■ EXERCISE DIRECTIONS
Without changing a character, return the entries, but not the images they hold.

═════ INPUT DATA ═════

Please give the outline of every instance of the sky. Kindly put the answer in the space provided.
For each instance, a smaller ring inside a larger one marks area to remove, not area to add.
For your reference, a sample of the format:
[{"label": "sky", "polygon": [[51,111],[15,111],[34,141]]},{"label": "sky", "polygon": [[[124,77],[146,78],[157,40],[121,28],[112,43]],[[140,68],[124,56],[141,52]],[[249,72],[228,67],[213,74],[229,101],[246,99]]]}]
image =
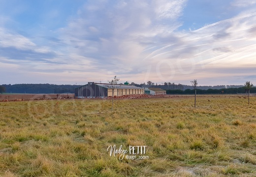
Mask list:
[{"label": "sky", "polygon": [[0,4],[0,85],[256,85],[256,0]]}]

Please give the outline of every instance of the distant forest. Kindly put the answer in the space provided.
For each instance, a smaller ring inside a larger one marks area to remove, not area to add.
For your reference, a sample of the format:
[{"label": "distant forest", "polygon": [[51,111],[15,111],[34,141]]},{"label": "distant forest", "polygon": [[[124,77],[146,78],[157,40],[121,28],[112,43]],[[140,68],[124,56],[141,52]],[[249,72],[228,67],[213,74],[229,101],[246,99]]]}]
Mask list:
[{"label": "distant forest", "polygon": [[[161,88],[166,90],[167,94],[194,94],[194,90],[192,86],[183,85],[180,84],[164,83],[162,85],[131,83],[135,86],[148,88]],[[13,93],[64,93],[74,92],[74,88],[82,86],[62,85],[57,85],[49,84],[22,84],[14,85],[2,85],[5,88],[3,92]],[[246,93],[247,90],[244,86],[198,86],[196,89],[197,94],[236,94]],[[256,87],[250,90],[251,93],[256,93]]]},{"label": "distant forest", "polygon": [[2,85],[5,88],[6,93],[64,93],[74,92],[74,88],[78,85],[57,85],[49,84],[22,84]]},{"label": "distant forest", "polygon": [[[222,89],[208,89],[207,90],[196,89],[196,94],[237,94],[247,93],[247,90],[244,87],[239,88],[228,88]],[[256,87],[253,87],[250,90],[250,93],[256,93]],[[180,89],[168,89],[166,90],[167,94],[194,94],[194,90],[192,89],[186,89],[185,90]]]}]

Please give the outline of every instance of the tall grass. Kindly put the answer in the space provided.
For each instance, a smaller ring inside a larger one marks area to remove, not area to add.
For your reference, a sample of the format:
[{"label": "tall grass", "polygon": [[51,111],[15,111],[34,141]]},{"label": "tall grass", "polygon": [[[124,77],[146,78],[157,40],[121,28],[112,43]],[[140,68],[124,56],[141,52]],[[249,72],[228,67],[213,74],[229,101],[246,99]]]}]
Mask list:
[{"label": "tall grass", "polygon": [[[197,98],[1,102],[0,176],[256,176],[256,98]],[[110,157],[114,145],[149,158]]]}]

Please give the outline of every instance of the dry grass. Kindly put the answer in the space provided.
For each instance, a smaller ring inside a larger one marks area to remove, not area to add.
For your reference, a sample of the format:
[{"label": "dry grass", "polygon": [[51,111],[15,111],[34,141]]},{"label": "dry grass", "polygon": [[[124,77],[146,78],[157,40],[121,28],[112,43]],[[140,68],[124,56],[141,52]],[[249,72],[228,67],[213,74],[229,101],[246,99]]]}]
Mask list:
[{"label": "dry grass", "polygon": [[0,176],[256,176],[256,98],[208,98],[1,102]]}]

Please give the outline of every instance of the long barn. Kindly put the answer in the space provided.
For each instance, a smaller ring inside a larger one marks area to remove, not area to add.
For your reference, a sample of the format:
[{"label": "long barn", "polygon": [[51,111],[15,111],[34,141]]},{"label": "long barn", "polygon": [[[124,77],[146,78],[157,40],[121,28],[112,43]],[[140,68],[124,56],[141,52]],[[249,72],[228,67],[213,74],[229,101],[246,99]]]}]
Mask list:
[{"label": "long barn", "polygon": [[[144,89],[128,85],[114,85],[114,96],[144,94]],[[112,85],[109,84],[89,82],[88,84],[75,88],[75,97],[95,98],[112,95]]]}]

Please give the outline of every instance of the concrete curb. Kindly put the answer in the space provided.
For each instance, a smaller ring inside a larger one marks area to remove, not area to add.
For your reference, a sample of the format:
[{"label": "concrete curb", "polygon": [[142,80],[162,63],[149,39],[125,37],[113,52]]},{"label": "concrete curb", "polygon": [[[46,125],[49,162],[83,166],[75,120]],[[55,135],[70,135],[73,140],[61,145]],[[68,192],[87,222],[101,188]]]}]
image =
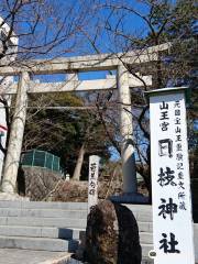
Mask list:
[{"label": "concrete curb", "polygon": [[72,258],[72,254],[67,254],[65,256],[40,262],[38,264],[82,264],[82,262],[74,260]]}]

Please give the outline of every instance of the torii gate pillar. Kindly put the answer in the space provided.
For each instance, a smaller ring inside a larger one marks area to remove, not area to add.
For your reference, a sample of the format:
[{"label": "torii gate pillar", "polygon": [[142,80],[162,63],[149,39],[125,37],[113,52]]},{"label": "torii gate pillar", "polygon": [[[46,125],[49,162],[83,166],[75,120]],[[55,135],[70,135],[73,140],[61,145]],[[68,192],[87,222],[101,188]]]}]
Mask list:
[{"label": "torii gate pillar", "polygon": [[132,144],[133,124],[131,113],[131,96],[129,72],[123,65],[118,66],[118,92],[120,106],[120,132],[122,136],[121,156],[123,174],[123,193],[136,194],[136,173],[134,147]]},{"label": "torii gate pillar", "polygon": [[29,73],[20,76],[14,116],[3,169],[2,191],[14,194],[26,118]]},{"label": "torii gate pillar", "polygon": [[129,72],[123,65],[118,66],[117,78],[120,105],[120,133],[122,136],[123,194],[122,196],[112,196],[111,200],[123,204],[144,204],[147,202],[147,198],[138,194]]}]

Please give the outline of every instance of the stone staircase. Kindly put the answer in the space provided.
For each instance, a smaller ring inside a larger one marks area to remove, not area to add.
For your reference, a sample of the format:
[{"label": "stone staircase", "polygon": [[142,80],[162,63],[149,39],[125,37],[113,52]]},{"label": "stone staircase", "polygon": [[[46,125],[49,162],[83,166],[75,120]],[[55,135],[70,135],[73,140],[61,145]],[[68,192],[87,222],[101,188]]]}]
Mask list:
[{"label": "stone staircase", "polygon": [[[153,249],[152,208],[125,206],[139,223],[143,263],[153,263],[148,260],[148,251]],[[85,234],[86,222],[85,202],[0,201],[0,248],[75,252]],[[195,252],[198,252],[198,224],[195,226]]]},{"label": "stone staircase", "polygon": [[86,204],[0,201],[0,248],[75,252]]}]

═════

■ SOLUTION FOR THIS EXERCISE
Please give the outline of every instance of the sky. Kindly put the answer in the space provided.
For each instance, a smaller ring inside a larger one marks area to remove, not area to add.
For your reference, a sample of the format:
[{"label": "sky", "polygon": [[51,111],[15,111],[34,141]]},{"label": "sky", "polygon": [[[124,77],[146,78],[157,40],[121,28],[112,43]],[[140,68],[124,56],[141,52]],[[249,72],[228,67],[213,74],[229,101],[246,99]]]}]
image =
Mask list:
[{"label": "sky", "polygon": [[0,4],[0,85],[256,85],[256,0]]}]

Please give the outline of every instance of the distant forest. Kindly put the answer in the space provided.
For each instance, a smaller ring inside a larger one marks area to remove, not area to add.
For your reference, a sample of the format:
[{"label": "distant forest", "polygon": [[51,111],[15,111],[34,141]]},{"label": "distant forest", "polygon": [[[124,77],[146,78],[157,40],[121,28],[112,43]],[[140,68],[124,56],[141,52]],[[249,72],[228,67],[213,74],[229,101],[246,99]]]}]
Mask list:
[{"label": "distant forest", "polygon": [[[161,88],[166,90],[167,94],[194,94],[194,90],[192,86],[183,85],[180,84],[164,83],[162,85],[131,83],[135,86],[148,88]],[[13,93],[64,93],[74,92],[74,88],[82,86],[62,85],[57,85],[49,84],[22,84],[14,85],[2,85],[5,88],[3,92]],[[246,93],[247,90],[244,86],[198,86],[196,89],[197,94],[236,94]],[[256,87],[250,90],[251,93],[256,93]]]},{"label": "distant forest", "polygon": [[2,85],[5,88],[6,93],[64,93],[74,92],[74,88],[78,85],[57,85],[49,84],[22,84]]},{"label": "distant forest", "polygon": [[[222,89],[208,89],[207,90],[196,89],[196,94],[237,94],[247,93],[247,90],[244,87],[239,88],[228,88]],[[256,87],[253,87],[250,90],[250,93],[256,93]],[[180,89],[168,89],[166,90],[167,94],[194,94],[194,90],[192,89],[186,89],[185,90]]]}]

Please give the outline of every instance of the tall grass. Kindly put the answer in the space provided.
For each instance, a smaller ring inside a larger one marks area to remove, not area to add.
For your reference, a sample of the format:
[{"label": "tall grass", "polygon": [[51,111],[15,111],[34,141]]},{"label": "tall grass", "polygon": [[[124,77],[146,78],[157,40],[121,28],[112,43]],[[140,68],[124,56],[141,52]],[[249,72],[228,67],[213,74],[229,101],[246,99]]]}]
Mask list:
[{"label": "tall grass", "polygon": [[[197,98],[1,102],[0,176],[256,176],[256,98]],[[110,157],[114,145],[149,158]]]}]

Please give the outline of every instance of the dry grass. Kindly put the answer in the space provided.
For each instance, a smaller ring inside a larger one marks area to remove, not area to add.
For your reference, a sample of the format:
[{"label": "dry grass", "polygon": [[51,111],[15,111],[34,141]]},{"label": "dry grass", "polygon": [[[124,77],[146,78],[157,40],[121,28],[112,43]],[[140,68],[124,56],[141,52]],[[249,72],[228,67],[213,74],[229,101],[246,99]]]}]
Mask list:
[{"label": "dry grass", "polygon": [[0,176],[256,176],[256,98],[208,98],[1,102]]}]

Please give the outline of every instance of the long barn. Kindly put the answer in the space provided.
For each instance, a smaller ring inside a larger one marks area to remove, not area to add.
For your reference, a sample of the format:
[{"label": "long barn", "polygon": [[51,111],[15,111],[34,141]]},{"label": "long barn", "polygon": [[[124,77],[146,78],[157,40],[121,28],[112,43]],[[140,68],[124,56],[141,52]],[[249,72],[228,67],[213,74],[229,101],[246,99]]]}]
Mask list:
[{"label": "long barn", "polygon": [[[144,89],[128,85],[114,85],[114,96],[144,94]],[[112,85],[109,84],[89,82],[88,84],[75,88],[75,97],[95,98],[112,95]]]}]

Please give the outline of every instance of the concrete curb. Kindly put the answer in the space provided.
For each instance, a smaller ring inside a larger one marks area to remove, not area to add.
For your reference, a sample of the format:
[{"label": "concrete curb", "polygon": [[142,80],[162,63],[149,39],[125,37],[113,52]]},{"label": "concrete curb", "polygon": [[[46,125],[49,162],[83,166],[75,120]],[[55,135],[70,135],[73,140],[61,145]],[[68,192],[87,222],[101,188]]]}]
image =
Mask list:
[{"label": "concrete curb", "polygon": [[72,258],[72,254],[67,254],[65,256],[40,262],[38,264],[82,264],[82,262],[74,260]]}]

Please give the outline of every instance of the torii gate pillar. Kindly put the answer in the space provided.
For each instance, a smaller ring inside a larger one marks area to remove, not area to add.
For your reference, a sample of the format:
[{"label": "torii gate pillar", "polygon": [[142,80],[162,63],[149,39],[125,37],[113,52]]},{"label": "torii gate pillar", "polygon": [[[46,125],[49,162],[83,166],[75,120]],[[55,135],[70,135],[73,140],[61,145]],[[68,192],[87,222],[101,188]]]}]
Mask list:
[{"label": "torii gate pillar", "polygon": [[132,144],[133,124],[131,113],[131,96],[129,72],[123,65],[118,66],[118,92],[120,106],[120,132],[122,136],[121,156],[123,174],[123,193],[136,194],[136,173],[134,147]]},{"label": "torii gate pillar", "polygon": [[29,73],[20,76],[14,116],[3,169],[2,191],[14,194],[26,118]]},{"label": "torii gate pillar", "polygon": [[129,72],[123,65],[118,66],[117,78],[120,105],[120,133],[122,136],[123,194],[122,196],[112,196],[111,200],[123,204],[144,204],[147,202],[147,198],[138,194]]}]

Please give the outline of every instance of the stone staircase. Kindly put the answer in the space provided.
For each instance, a smaller ring inside a larger one marks area to remove, not area to add.
For your reference, a sample of the format:
[{"label": "stone staircase", "polygon": [[142,80],[162,63],[149,39],[125,37],[113,52]]},{"label": "stone staircase", "polygon": [[[46,125],[49,162],[83,166],[75,120]],[[55,135],[70,135],[73,140],[61,145]],[[68,192],[87,222],[101,188]]]}]
Mask list:
[{"label": "stone staircase", "polygon": [[[153,249],[152,208],[125,206],[139,223],[143,263],[153,263],[148,260],[148,251]],[[85,234],[86,222],[85,202],[0,201],[0,248],[75,252]],[[195,252],[198,252],[198,224],[195,226]]]},{"label": "stone staircase", "polygon": [[86,204],[0,201],[0,248],[75,252]]}]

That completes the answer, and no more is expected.